What is expected:
Copy the data exactly. Images are to be left out.

***

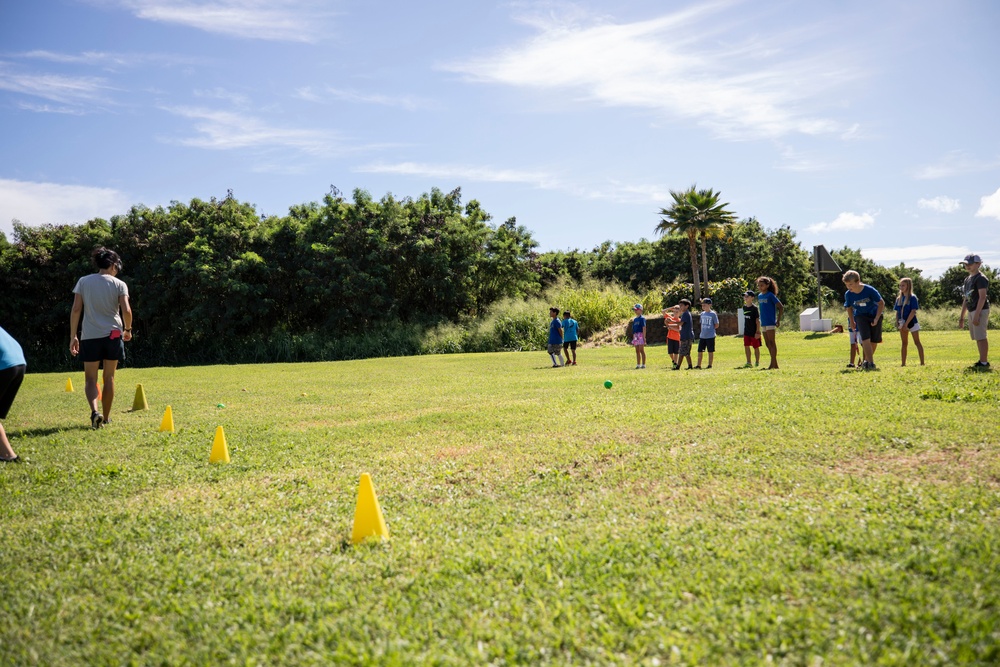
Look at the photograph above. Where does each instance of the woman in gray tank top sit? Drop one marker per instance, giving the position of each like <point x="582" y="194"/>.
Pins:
<point x="102" y="299"/>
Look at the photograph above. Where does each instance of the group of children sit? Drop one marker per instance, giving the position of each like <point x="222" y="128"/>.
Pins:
<point x="762" y="314"/>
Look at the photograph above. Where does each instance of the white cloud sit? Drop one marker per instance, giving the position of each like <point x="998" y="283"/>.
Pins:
<point x="275" y="20"/>
<point x="933" y="260"/>
<point x="845" y="222"/>
<point x="85" y="90"/>
<point x="54" y="203"/>
<point x="941" y="204"/>
<point x="679" y="64"/>
<point x="989" y="206"/>
<point x="226" y="130"/>
<point x="956" y="163"/>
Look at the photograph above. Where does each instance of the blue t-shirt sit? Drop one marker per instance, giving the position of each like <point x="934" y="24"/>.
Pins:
<point x="767" y="303"/>
<point x="11" y="353"/>
<point x="687" y="326"/>
<point x="555" y="332"/>
<point x="709" y="321"/>
<point x="903" y="310"/>
<point x="569" y="330"/>
<point x="864" y="302"/>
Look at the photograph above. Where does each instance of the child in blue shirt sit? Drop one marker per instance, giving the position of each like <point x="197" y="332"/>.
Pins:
<point x="906" y="318"/>
<point x="687" y="335"/>
<point x="570" y="336"/>
<point x="555" y="339"/>
<point x="864" y="307"/>
<point x="709" y="323"/>
<point x="639" y="336"/>
<point x="771" y="310"/>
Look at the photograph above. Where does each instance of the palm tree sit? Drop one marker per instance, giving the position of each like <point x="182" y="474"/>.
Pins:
<point x="711" y="218"/>
<point x="680" y="218"/>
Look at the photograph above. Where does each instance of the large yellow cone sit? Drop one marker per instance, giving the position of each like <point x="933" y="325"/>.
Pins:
<point x="220" y="452"/>
<point x="368" y="521"/>
<point x="168" y="421"/>
<point x="140" y="399"/>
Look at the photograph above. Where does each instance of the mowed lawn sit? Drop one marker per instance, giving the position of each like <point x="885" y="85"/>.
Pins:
<point x="808" y="516"/>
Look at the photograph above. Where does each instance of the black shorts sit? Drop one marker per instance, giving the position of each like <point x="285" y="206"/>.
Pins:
<point x="867" y="330"/>
<point x="10" y="382"/>
<point x="102" y="349"/>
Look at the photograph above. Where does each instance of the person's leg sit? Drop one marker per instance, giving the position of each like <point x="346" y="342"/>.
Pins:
<point x="920" y="348"/>
<point x="108" y="397"/>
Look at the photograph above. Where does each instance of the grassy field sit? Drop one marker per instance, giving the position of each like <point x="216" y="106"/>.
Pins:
<point x="804" y="516"/>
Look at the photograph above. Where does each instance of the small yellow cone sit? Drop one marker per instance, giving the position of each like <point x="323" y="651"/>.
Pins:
<point x="220" y="452"/>
<point x="168" y="421"/>
<point x="140" y="399"/>
<point x="368" y="520"/>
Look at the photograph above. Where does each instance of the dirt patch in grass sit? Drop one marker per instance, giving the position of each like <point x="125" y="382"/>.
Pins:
<point x="939" y="466"/>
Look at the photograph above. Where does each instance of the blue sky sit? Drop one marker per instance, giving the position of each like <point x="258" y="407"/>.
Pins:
<point x="859" y="123"/>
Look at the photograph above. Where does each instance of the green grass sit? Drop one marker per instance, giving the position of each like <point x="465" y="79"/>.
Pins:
<point x="806" y="516"/>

***

Written response:
Look at the photograph above. Where does each instance of the woman in gray tank top sit? Drop one marker per instance, giving the position of each like <point x="582" y="194"/>.
Pins:
<point x="102" y="299"/>
Look at the photograph above. Where does each instance of the group of children sit? Drop one marker per instance, giving the position of each like <point x="222" y="128"/>.
Pins:
<point x="762" y="314"/>
Look at the photograph above. Where does each instance of the white cloud sit? Drop one marker per instance, giving the position of each like <point x="998" y="283"/>.
Pins:
<point x="275" y="20"/>
<point x="933" y="260"/>
<point x="845" y="222"/>
<point x="85" y="90"/>
<point x="54" y="203"/>
<point x="941" y="204"/>
<point x="679" y="64"/>
<point x="989" y="206"/>
<point x="226" y="130"/>
<point x="956" y="163"/>
Look at the photograph above. Where does each instance of the blue t-shirt sit? Drop one marker per instance, giving the position of each like <point x="934" y="24"/>.
Pins:
<point x="767" y="303"/>
<point x="11" y="353"/>
<point x="687" y="326"/>
<point x="555" y="332"/>
<point x="709" y="321"/>
<point x="903" y="310"/>
<point x="569" y="330"/>
<point x="864" y="302"/>
Look at the photograph above. Where does each instance of the child in blue shirt sit? Drop one marker per instance, giving the position of each like <point x="197" y="332"/>.
Pins:
<point x="906" y="318"/>
<point x="687" y="335"/>
<point x="570" y="336"/>
<point x="555" y="339"/>
<point x="864" y="307"/>
<point x="709" y="323"/>
<point x="639" y="336"/>
<point x="771" y="310"/>
Look at the photograph above. Where does each instance of the palm tree sit? Drop one marker per instance, giving the position of each like <point x="182" y="474"/>.
Pins:
<point x="711" y="218"/>
<point x="680" y="218"/>
Look at the photograph above. Where does each instance of the large yellow cone sit? Drop one marker per instance, giving the position of each like <point x="933" y="325"/>.
Pins:
<point x="220" y="452"/>
<point x="368" y="521"/>
<point x="168" y="421"/>
<point x="140" y="399"/>
Look at the photograph above. Where does each instance of the mowed lawn sit? Drop one marker per instance, giving the position of each like <point x="885" y="85"/>.
Pins:
<point x="808" y="516"/>
Look at the photograph above. Where does each instance of the black shorts sit? Drop one marker per instance, giving the position of each like <point x="285" y="206"/>.
Pins:
<point x="867" y="330"/>
<point x="10" y="382"/>
<point x="102" y="349"/>
Look at the photograph above. Where does each instance of the person's leg sit? Drop one marker per instance, giving the position of each like <point x="346" y="342"/>.
Pins:
<point x="920" y="348"/>
<point x="108" y="397"/>
Look at the photograph above. Where does each instance of the grassy field sit? Drop one marker per instance, giving the position of each like <point x="216" y="106"/>.
Pins:
<point x="804" y="516"/>
Look at the photograph above. Where does each instance of the small yellow cone sit? Drop one marker per instance, giving the position of each like <point x="323" y="651"/>.
Pins:
<point x="220" y="452"/>
<point x="168" y="421"/>
<point x="140" y="399"/>
<point x="368" y="520"/>
Look at the photograph above. Where does each instance of the dirt patch in grass sit? Drop one marker per instance, giving the position of each like <point x="125" y="382"/>.
Pins:
<point x="939" y="466"/>
Look at the photograph above. Where does each instance of the blue sky sit? Drop one marker per instance, giving the position of each like <point x="258" y="407"/>.
Pins:
<point x="859" y="123"/>
Look at the photograph above. Where does each instance of the green grass sit? Drop one marker per instance, giving the position of each like <point x="465" y="79"/>.
Pins:
<point x="806" y="516"/>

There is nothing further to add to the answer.